----- Text passage
SIGMAS: Second-Order Interaction-based Grouping for Overlapping Multi-Agent Swarms

TL;DR

This work introduces the novel task of group prediction in overlapping multi-agent swarms, where latent group structures must be inferred directly from agent trajectories without ground-truth supervision, and proposes SIGMAS (Second-order Interaction-based Grouping for Multi-Agent Swarms), a self-supervised framework that goes beyond direct pairwise interactions and model second-order interaction across agents.

Abstract

Swarming systems, such as drone fleets and robotic teams, exhibit complex dynamics driven by both individual behaviors and emergent group-level interactions. Unlike traditional multi-agent domains such as pedestrian crowds or traffic systems, swarms typically consist of a few large groups with inherent and persistent memberships, making group identification essential for understanding fine-grained behavior. We introduce the novel task of group prediction in overlapping multi-agent swarms, where latent group structures must be inferred directly from agent trajectories without ground-truth supervision. To address this challenge, we propose SIGMAS (Second-order Interaction-based Grouping for Multi-Agent Swarms), a self-supervised framework that goes beyond direct pairwise interactions and model second-order interaction across agents. By capturing how similarly agents interact with others, SIGMAS enables robust group inference and adaptively balances individual and collective dynamics through a learnable gating mechanism for joint reasoning. Experiments across diverse synthetic swarm scenarios demonstrate that SIGMAS accurately recovers latent group structures and remains robust under simultaneously overlapping swarm dynamics, establishing both a new benchmark task and a principled modeling framework for swarm understanding.

Figures (9)
----------
----- Source data
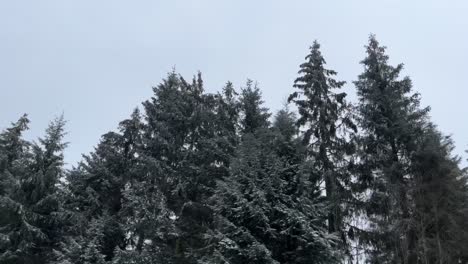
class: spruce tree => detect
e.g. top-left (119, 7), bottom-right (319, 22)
top-left (410, 124), bottom-right (468, 263)
top-left (0, 117), bottom-right (66, 264)
top-left (239, 80), bottom-right (271, 134)
top-left (288, 41), bottom-right (356, 256)
top-left (354, 36), bottom-right (429, 263)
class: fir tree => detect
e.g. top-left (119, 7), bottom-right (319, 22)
top-left (239, 80), bottom-right (271, 134)
top-left (0, 117), bottom-right (66, 264)
top-left (288, 41), bottom-right (356, 256)
top-left (355, 36), bottom-right (428, 263)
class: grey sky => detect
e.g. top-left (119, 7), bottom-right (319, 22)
top-left (0, 0), bottom-right (468, 167)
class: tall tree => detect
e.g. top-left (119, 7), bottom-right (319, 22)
top-left (354, 36), bottom-right (429, 263)
top-left (0, 117), bottom-right (66, 264)
top-left (288, 41), bottom-right (356, 254)
top-left (410, 124), bottom-right (468, 264)
top-left (239, 80), bottom-right (271, 134)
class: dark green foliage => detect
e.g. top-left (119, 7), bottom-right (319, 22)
top-left (288, 41), bottom-right (356, 256)
top-left (213, 128), bottom-right (339, 263)
top-left (0, 116), bottom-right (66, 264)
top-left (239, 80), bottom-right (270, 134)
top-left (355, 36), bottom-right (429, 263)
top-left (0, 36), bottom-right (468, 264)
top-left (411, 124), bottom-right (468, 263)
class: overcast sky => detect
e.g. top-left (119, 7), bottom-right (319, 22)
top-left (0, 0), bottom-right (468, 166)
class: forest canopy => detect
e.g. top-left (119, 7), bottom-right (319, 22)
top-left (0, 35), bottom-right (468, 264)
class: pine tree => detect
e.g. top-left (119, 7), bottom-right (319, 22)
top-left (0, 116), bottom-right (66, 264)
top-left (239, 80), bottom-right (271, 134)
top-left (212, 127), bottom-right (339, 263)
top-left (410, 124), bottom-right (468, 263)
top-left (288, 41), bottom-right (356, 255)
top-left (354, 36), bottom-right (429, 263)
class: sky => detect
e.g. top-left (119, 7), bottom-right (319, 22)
top-left (0, 0), bottom-right (468, 166)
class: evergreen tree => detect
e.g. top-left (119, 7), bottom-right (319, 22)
top-left (355, 36), bottom-right (429, 263)
top-left (410, 124), bottom-right (468, 263)
top-left (0, 116), bottom-right (66, 264)
top-left (288, 41), bottom-right (356, 255)
top-left (239, 80), bottom-right (271, 134)
top-left (213, 127), bottom-right (339, 263)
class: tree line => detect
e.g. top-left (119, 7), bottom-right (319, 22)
top-left (0, 35), bottom-right (468, 264)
----------
Extract the full text of the page on SIGMAS, the framework for grouping overlapping multi-agent swarms, exactly as it appears.

SIGMAS: Second-Order Interaction-based Grouping for Overlapping Multi-Agent Swarms

TL;DR

This work introduces the novel task of group prediction in overlapping multi-agent swarms, where latent group structures must be inferred directly from agent trajectories without ground-truth supervision, and proposes SIGMAS (Second-order Interaction-based Grouping for Multi-Agent Swarms), a self-supervised framework that goes beyond direct pairwise interactions and model second-order interaction across agents.

Abstract

Swarming systems, such as drone fleets and robotic teams, exhibit complex dynamics driven by both individual behaviors and emergent group-level interactions. Unlike traditional multi-agent domains such as pedestrian crowds or traffic systems, swarms typically consist of a few large groups with inherent and persistent memberships, making group identification essential for understanding fine-grained behavior. We introduce the novel task of group prediction in overlapping multi-agent swarms, where latent group structures must be inferred directly from agent trajectories without ground-truth supervision. To address this challenge, we propose SIGMAS (Second-order Interaction-based Grouping for Multi-Agent Swarms), a self-supervised framework that goes beyond direct pairwise interactions and model second-order interaction across agents. By capturing how similarly agents interact with others, SIGMAS enables robust group inference and adaptively balances individual and collective dynamics through a learnable gating mechanism for joint reasoning. Experiments across diverse synthetic swarm scenarios demonstrate that SIGMAS accurately recovers latent group structures and remains robust under simultaneously overlapping swarm dynamics, establishing both a new benchmark task and a principled modeling framework for swarm understanding.

Figures (9)